* Actions to take
- a) Reproduce the part of the passage on data centering below that opens with the words containing "In most cases, centering" and closes with "and/or scaling method.".
- b) Using the passage on data centering below, decide whether each statement agrees with it. Answer yes or no for each, and quote the words that decide it.
(i) Centering and/or scaling is usually the last method in a series of preprocessing methods.
(ii) Without centering, the eigenvalues of a PCA model reflect only variance.
(iii) Mean-centering subtracts the mean of each row from that row.
- c) Continue the passage on data centering below from the point where it stops.

* Page extract

>>

## Contents

### Introduction

Many preprocessing methods are based on the variance in the data. Such techniques should generally be provided with data which are centered relative to some reference point. Centering is generically defined as

$\mathbf {X} _{c}=\mathbf {X} -\mathbf {1{\bar {x}}}$ where $\mathbf {\bar {x}}$ is a vector representing the reference point for each variable, $\mathbf {1}$ is a column-vector of ones, and $\mathbf {X} _{c}$ represents the centered data. Often the reference point is the mean of the data. Interpretation of loadings and samples from models built on centered data is done relative to this reference point. For example, when centering is used before calculating a PCA model, the resultant eigenvalues can be interpreted as variance captured by each principal component. Without centering, the eigenvalues include both variance and the sum-squared mean of each variable.

In most cases, centering and/or scaling (see next section) will be the last method in a series of preprocessing methods. When other preprocessing methods are being used, they are usually performed prior to a centering and/or scaling method.

### Mean Centering

One of the most common preprocessing methods, mean-centering calculates the mean of each column and subtracts this from the column. Another way of interpreting mean-centered data is that, after mean-centering, each row of the mean-centered data includes only how that row differs from the average sample in the original data matrix.

<<

* Supplied entries
>>

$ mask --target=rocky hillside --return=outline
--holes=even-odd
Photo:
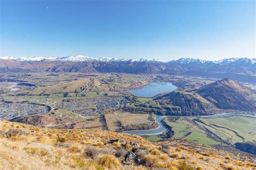
[[[0,121],[0,168],[228,169],[255,168],[254,158],[186,141],[151,143],[99,130],[41,128]]]
[[[256,111],[255,91],[230,79],[205,85],[197,90],[176,90],[159,95],[154,101],[169,115],[208,115],[227,109]]]
[[[204,86],[200,95],[220,109],[256,111],[256,93],[230,79]]]

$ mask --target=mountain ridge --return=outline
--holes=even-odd
[[[88,56],[78,55],[69,55],[67,56],[50,56],[50,57],[41,57],[41,56],[0,56],[1,59],[15,60],[19,61],[42,61],[42,60],[60,60],[60,61],[86,61],[92,60],[98,60],[100,61],[152,61],[152,62],[176,62],[180,63],[197,63],[198,64],[202,63],[220,63],[220,64],[227,64],[227,63],[251,63],[254,64],[256,63],[256,58],[231,58],[224,59],[218,60],[206,60],[200,59],[193,58],[180,58],[179,59],[172,60],[170,61],[166,61],[164,60],[159,60],[157,59],[146,59],[143,58],[132,58],[132,59],[117,59],[109,57],[102,57],[102,58],[93,58]]]

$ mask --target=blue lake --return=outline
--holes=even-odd
[[[152,97],[161,93],[172,92],[177,88],[172,83],[153,82],[140,88],[130,89],[129,92],[139,97]]]

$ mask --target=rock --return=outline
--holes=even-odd
[[[123,164],[124,164],[124,165],[133,165],[133,163],[132,163],[132,162],[130,162],[130,161],[123,161]]]
[[[128,152],[125,157],[125,160],[126,161],[133,161],[136,158],[136,155],[132,152]]]
[[[119,141],[120,141],[120,139],[111,139],[110,140],[107,141],[107,143],[112,144],[113,144],[115,142],[118,142],[118,142],[119,142]]]

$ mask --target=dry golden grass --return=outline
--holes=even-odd
[[[165,152],[163,143],[151,143],[138,136],[100,130],[40,128],[0,120],[0,131],[3,132],[0,135],[0,169],[121,169],[122,160],[114,155],[120,149],[136,151],[130,141],[139,146],[134,152],[144,150],[140,158],[146,162],[144,166],[126,166],[132,169],[245,169],[255,166],[250,162],[242,164],[235,157],[231,158],[231,153],[226,151],[223,155],[219,151],[214,152],[213,157],[211,147],[210,151],[197,152],[187,145],[174,146],[165,142],[169,146]],[[121,141],[107,143],[111,139]],[[206,161],[208,157],[211,161]],[[228,164],[223,164],[226,161]]]
[[[119,159],[112,154],[104,154],[99,157],[98,163],[110,169],[121,169]]]

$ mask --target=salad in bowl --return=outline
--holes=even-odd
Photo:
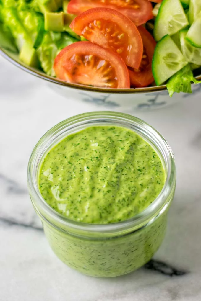
[[[191,93],[201,33],[200,0],[0,0],[3,53],[76,88]]]

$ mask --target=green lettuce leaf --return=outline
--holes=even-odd
[[[178,71],[170,78],[167,83],[167,87],[171,97],[174,92],[192,93],[191,83],[201,83],[194,78],[189,64]]]
[[[53,67],[56,56],[63,48],[77,41],[65,33],[46,33],[36,51],[44,71],[48,75],[55,76]]]
[[[15,38],[18,49],[21,48],[25,42],[31,44],[31,38],[19,18],[16,9],[4,7],[2,14],[4,23]]]
[[[0,22],[0,47],[17,52],[17,49],[14,38],[9,29]]]
[[[19,50],[25,42],[35,48],[39,46],[45,32],[42,14],[19,10],[18,7],[13,8],[4,6],[2,14],[3,23],[15,39]]]

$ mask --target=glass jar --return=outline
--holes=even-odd
[[[149,142],[163,164],[164,186],[151,205],[126,220],[106,225],[72,220],[55,211],[41,195],[38,186],[41,164],[49,150],[65,137],[89,126],[104,125],[130,129]],[[143,120],[109,111],[86,113],[67,119],[51,129],[37,143],[28,172],[31,199],[46,237],[56,255],[71,267],[97,277],[125,274],[148,262],[161,245],[175,189],[174,160],[163,138]]]

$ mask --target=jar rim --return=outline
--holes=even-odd
[[[117,123],[119,125],[117,125]],[[54,210],[45,200],[37,185],[37,175],[43,156],[47,154],[55,142],[68,136],[67,131],[74,130],[76,126],[86,128],[102,123],[127,128],[137,132],[157,148],[159,154],[166,165],[166,176],[164,185],[154,201],[143,211],[129,219],[108,224],[88,223],[74,220]],[[74,130],[74,132],[78,131]],[[65,134],[65,135],[64,135]],[[30,194],[35,210],[45,219],[53,225],[59,225],[74,231],[87,233],[114,233],[126,229],[136,229],[143,226],[156,215],[160,215],[168,206],[171,196],[174,194],[176,182],[176,168],[174,156],[169,144],[163,137],[154,128],[143,120],[132,115],[110,111],[85,113],[66,119],[48,130],[40,139],[31,155],[28,164],[27,184]]]

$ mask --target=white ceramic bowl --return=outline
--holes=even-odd
[[[65,82],[49,76],[42,71],[29,67],[20,61],[16,54],[0,48],[0,54],[23,70],[46,81],[50,87],[67,98],[69,97],[104,106],[108,109],[123,111],[146,110],[169,106],[189,97],[191,94],[175,93],[170,98],[165,85],[135,89],[115,89],[98,88]],[[196,78],[201,79],[201,75]],[[192,85],[193,93],[200,93],[201,84]]]

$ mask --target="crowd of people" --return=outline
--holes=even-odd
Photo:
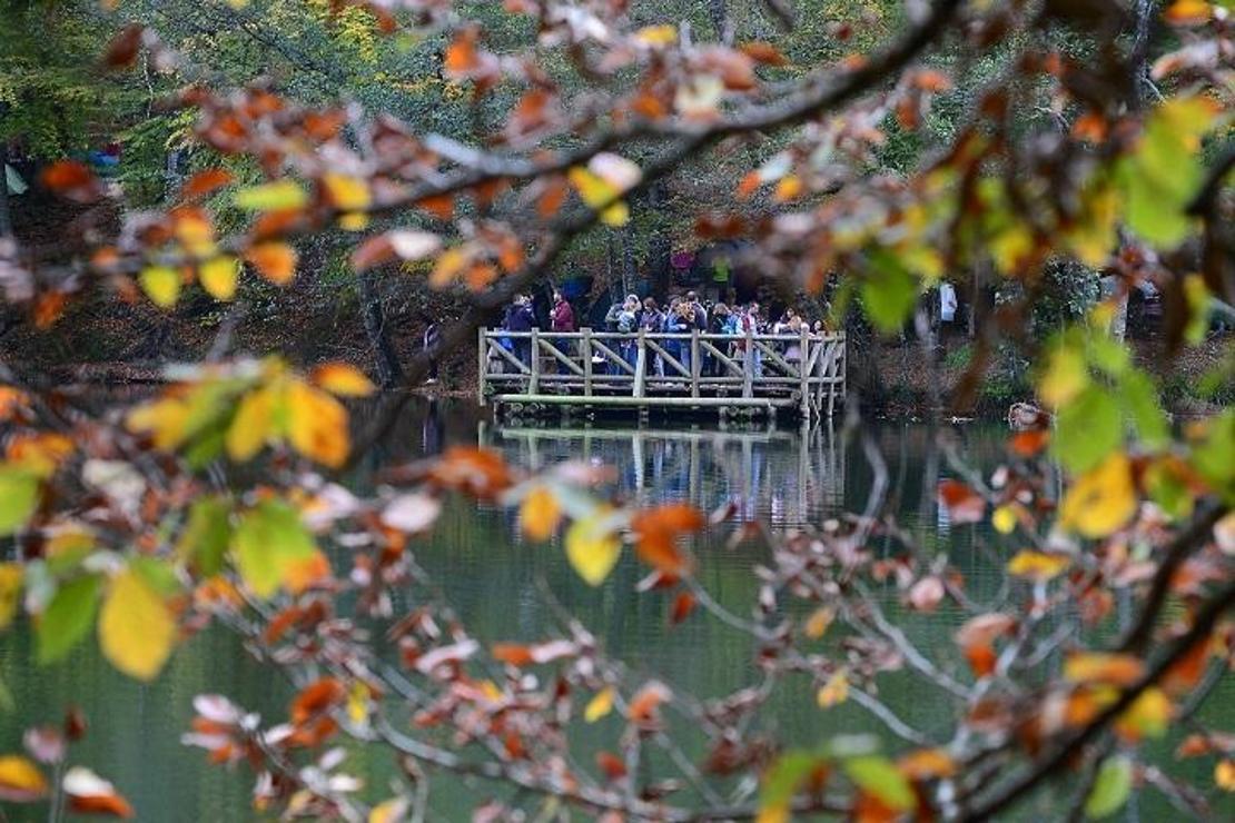
[[[503,320],[503,329],[508,332],[530,332],[534,328],[550,332],[577,332],[579,326],[576,322],[576,312],[571,302],[561,291],[553,292],[552,307],[548,312],[548,322],[537,322],[532,310],[532,301],[527,295],[516,295],[506,308]],[[546,328],[547,327],[547,328]],[[663,307],[655,297],[627,295],[625,300],[614,302],[604,318],[604,331],[619,334],[636,334],[640,331],[655,334],[690,334],[699,331],[710,336],[724,336],[734,339],[718,342],[714,338],[709,342],[725,353],[727,357],[750,363],[755,378],[763,376],[763,352],[760,347],[753,347],[751,357],[746,358],[748,334],[776,334],[782,337],[800,338],[803,331],[815,334],[823,331],[823,321],[813,323],[802,317],[795,308],[787,307],[776,320],[769,320],[763,315],[757,301],[748,304],[727,305],[725,302],[703,302],[694,291],[674,295]],[[530,337],[511,336],[503,338],[501,344],[510,350],[524,364],[531,362]],[[689,339],[669,338],[659,341],[664,352],[682,365],[688,373],[692,370],[692,355],[694,348]],[[783,339],[771,343],[774,350],[789,364],[795,364],[802,359],[800,339]],[[558,345],[562,349],[561,345]],[[574,347],[567,347],[573,352]],[[635,338],[619,338],[615,345],[620,357],[630,365],[635,364],[637,342]],[[556,358],[555,358],[556,359]],[[603,363],[610,374],[624,371],[622,366],[611,359],[601,355],[595,357],[598,363]],[[501,370],[500,363],[492,363],[494,370]],[[661,355],[656,355],[650,363],[652,373],[664,376],[669,364]],[[556,364],[557,371],[564,370],[561,363]],[[725,363],[710,352],[701,353],[700,374],[705,376],[726,376],[729,369]],[[668,368],[673,374],[674,369]]]

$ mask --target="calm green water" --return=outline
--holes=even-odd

<<

* Answers to this exercise
- a)
In most cases, centering and/or scaling (see next section) will be the last method in a series of preprocessing methods. When other preprocessing methods are being used, they are usually performed prior to a centering and/or scaling method.

- b)
(i) Yes: "In most cases, centering and/or scaling (see next section) will be the last method in a series of preprocessing methods."
(ii) No: "Without centering, the eigenvalues include both variance and the sum-squared mean of each variable."
(iii) No: "mean-centering calculates the mean of each column and subtracts this from the column."

- c)
Mean centering has the effect of including an adjustable intercept in multivariate models. For example, mean-centering both the X and Y blocks in a regression model effectively allows for a non-zero intercept of the regression line. This is critical in many inferential regression problems where the intercept is not necessarily at a Y of zero when X goes to zero (predicting temperature in Kelvin, for example.)

In the Preprocessing window, this method has no adjustable settings. From the command line, this method is achieved using the mncn function.

For more information on the use of mean-centering, see the discussion on Principal Components Analysis in Chapter 5 of the Chemometrics Tutorial.

### Median Centering

The median-centering preprocessing method is very similar to mean-centering except that the reference point is the median of each column rather than the mean. This is considered one of the "robust" preprocessing methods in that it is not as influenced by outliers (unusual samples) in the data.

In the Preprocessing window, this method has no adjustable settings. From the command line, this method is performed using the medcn function.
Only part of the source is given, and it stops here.